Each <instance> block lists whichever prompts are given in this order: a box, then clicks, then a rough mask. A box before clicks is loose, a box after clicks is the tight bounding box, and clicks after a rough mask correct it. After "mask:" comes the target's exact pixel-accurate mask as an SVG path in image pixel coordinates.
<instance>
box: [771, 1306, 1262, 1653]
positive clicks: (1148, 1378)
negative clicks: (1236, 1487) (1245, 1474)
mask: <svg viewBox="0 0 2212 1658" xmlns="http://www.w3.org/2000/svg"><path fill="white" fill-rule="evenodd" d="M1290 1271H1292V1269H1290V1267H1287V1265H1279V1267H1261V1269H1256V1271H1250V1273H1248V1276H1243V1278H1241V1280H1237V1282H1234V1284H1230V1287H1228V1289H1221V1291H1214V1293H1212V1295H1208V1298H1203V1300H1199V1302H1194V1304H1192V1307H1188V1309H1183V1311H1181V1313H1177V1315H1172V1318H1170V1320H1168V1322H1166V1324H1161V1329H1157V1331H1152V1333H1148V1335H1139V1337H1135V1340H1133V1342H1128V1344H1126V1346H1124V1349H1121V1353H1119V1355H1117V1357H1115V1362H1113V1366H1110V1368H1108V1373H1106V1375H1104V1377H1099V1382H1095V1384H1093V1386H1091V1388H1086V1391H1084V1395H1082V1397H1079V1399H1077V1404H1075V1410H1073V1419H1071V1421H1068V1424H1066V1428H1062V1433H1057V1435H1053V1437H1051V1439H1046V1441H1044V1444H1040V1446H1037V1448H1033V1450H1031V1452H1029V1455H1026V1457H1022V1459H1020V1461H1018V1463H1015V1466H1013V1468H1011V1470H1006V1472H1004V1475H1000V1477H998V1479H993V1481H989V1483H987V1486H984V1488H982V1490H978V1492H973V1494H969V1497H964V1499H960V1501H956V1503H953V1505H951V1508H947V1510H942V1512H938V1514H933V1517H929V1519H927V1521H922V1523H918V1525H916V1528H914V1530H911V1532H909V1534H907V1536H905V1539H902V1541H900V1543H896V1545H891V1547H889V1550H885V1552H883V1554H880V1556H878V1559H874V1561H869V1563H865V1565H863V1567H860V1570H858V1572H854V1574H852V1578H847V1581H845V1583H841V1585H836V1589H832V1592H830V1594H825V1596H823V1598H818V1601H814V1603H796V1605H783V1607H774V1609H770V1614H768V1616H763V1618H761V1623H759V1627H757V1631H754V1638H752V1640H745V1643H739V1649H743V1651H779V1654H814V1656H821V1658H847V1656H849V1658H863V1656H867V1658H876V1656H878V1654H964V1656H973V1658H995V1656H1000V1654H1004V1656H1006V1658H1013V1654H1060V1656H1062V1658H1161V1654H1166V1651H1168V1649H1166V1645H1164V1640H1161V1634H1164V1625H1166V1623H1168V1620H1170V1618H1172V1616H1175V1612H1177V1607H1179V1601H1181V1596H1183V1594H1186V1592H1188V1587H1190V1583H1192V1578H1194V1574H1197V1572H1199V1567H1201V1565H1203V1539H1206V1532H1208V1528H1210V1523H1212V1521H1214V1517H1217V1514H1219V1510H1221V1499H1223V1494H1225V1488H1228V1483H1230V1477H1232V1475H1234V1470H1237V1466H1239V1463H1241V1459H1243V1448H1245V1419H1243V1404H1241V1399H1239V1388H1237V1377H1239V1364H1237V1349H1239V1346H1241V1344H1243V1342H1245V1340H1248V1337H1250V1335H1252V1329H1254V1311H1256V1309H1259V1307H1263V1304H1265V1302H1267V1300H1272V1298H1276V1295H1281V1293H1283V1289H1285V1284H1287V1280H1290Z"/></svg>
□ □ □
Task to complete:
Swap every occurrence of "clicks" in the data above for "points", and reproduce all of the data with nothing else altered.

Written solution:
Each <instance> block lists whichever prompts are given in this order: a box, then points, then a rough mask. A box before points is loose, a box after points is the tight bounding box, and points after a rough mask correct it. After "mask:" comes the target's exact pixel-accurate mask as an SVG path in image pixel coordinates.
<instance>
box: [771, 1306, 1262, 1653]
positive points: (1148, 1378)
negative points: (1236, 1487) (1245, 1474)
mask: <svg viewBox="0 0 2212 1658" xmlns="http://www.w3.org/2000/svg"><path fill="white" fill-rule="evenodd" d="M1290 1271H1292V1269H1290V1267H1287V1265H1279V1267H1261V1269H1256V1271H1250V1273H1248V1276H1243V1278H1241V1280H1237V1282H1234V1284H1230V1287H1228V1289H1221V1291H1214V1293H1212V1295H1208V1298H1203V1300H1199V1302H1194V1304H1192V1307H1188V1309H1183V1311H1181V1313H1177V1315H1172V1318H1170V1320H1168V1322H1166V1324H1161V1329H1157V1331H1152V1333H1148V1335H1139V1337H1135V1340H1133V1342H1128V1344H1126V1346H1124V1349H1121V1353H1119V1355H1117V1357H1115V1362H1113V1366H1110V1368H1108V1373H1106V1375H1104V1377H1099V1382H1095V1384H1093V1386H1091V1388H1086V1391H1084V1395H1082V1397H1079V1399H1077V1404H1075V1410H1073V1419H1071V1421H1068V1424H1066V1428H1062V1433H1057V1435H1053V1437H1051V1439H1046V1441H1044V1444H1040V1446H1037V1448H1033V1450H1031V1452H1029V1455H1026V1457H1022V1459H1020V1461H1018V1463H1015V1466H1013V1468H1011V1470H1006V1472H1004V1475H1000V1477H998V1479H993V1481H989V1483H987V1486H984V1488H982V1490H978V1492H973V1494H969V1497H964V1499H960V1501H956V1503H953V1505H951V1508H947V1510H942V1512H938V1514H933V1517H929V1519H927V1521H922V1523H918V1525H916V1528H914V1530H911V1532H909V1534H907V1536H905V1539H902V1541H900V1543H896V1545H891V1547H889V1550H885V1552H883V1554H880V1556H878V1559H874V1561H869V1563H865V1565H863V1567H860V1570H858V1572H854V1574H852V1578H847V1581H845V1583H841V1585H836V1589H832V1592H830V1594H825V1596H823V1598H818V1601H814V1603H796V1605H783V1607H774V1609H770V1614H768V1616H763V1618H761V1623H759V1627H757V1631H754V1638H752V1640H745V1643H739V1649H743V1651H779V1654H814V1656H821V1658H847V1656H849V1658H863V1656H867V1658H876V1656H878V1654H964V1656H973V1658H995V1656H1000V1654H1004V1656H1006V1658H1013V1654H1060V1656H1062V1658H1161V1654H1166V1651H1168V1649H1166V1645H1164V1640H1161V1634H1164V1625H1166V1623H1168V1620H1170V1618H1172V1616H1175V1612H1177V1607H1179V1601H1181V1596H1183V1594H1186V1592H1188V1587H1190V1583H1192V1578H1194V1574H1197V1572H1199V1567H1201V1565H1203V1539H1206V1532H1208V1528H1210V1523H1212V1521H1214V1517H1217V1514H1219V1510H1221V1499H1223V1494H1225V1488H1228V1483H1230V1477H1232V1475H1234V1470H1237V1466H1239V1463H1241V1459H1243V1448H1245V1419H1243V1404H1241V1399H1239V1388H1237V1377H1239V1364H1237V1349H1239V1346H1241V1344H1243V1342H1245V1340H1248V1337H1250V1335H1252V1329H1254V1311H1256V1309H1259V1307H1263V1304H1265V1302H1267V1300H1272V1298H1276V1295H1281V1293H1283V1289H1285V1284H1287V1280H1290Z"/></svg>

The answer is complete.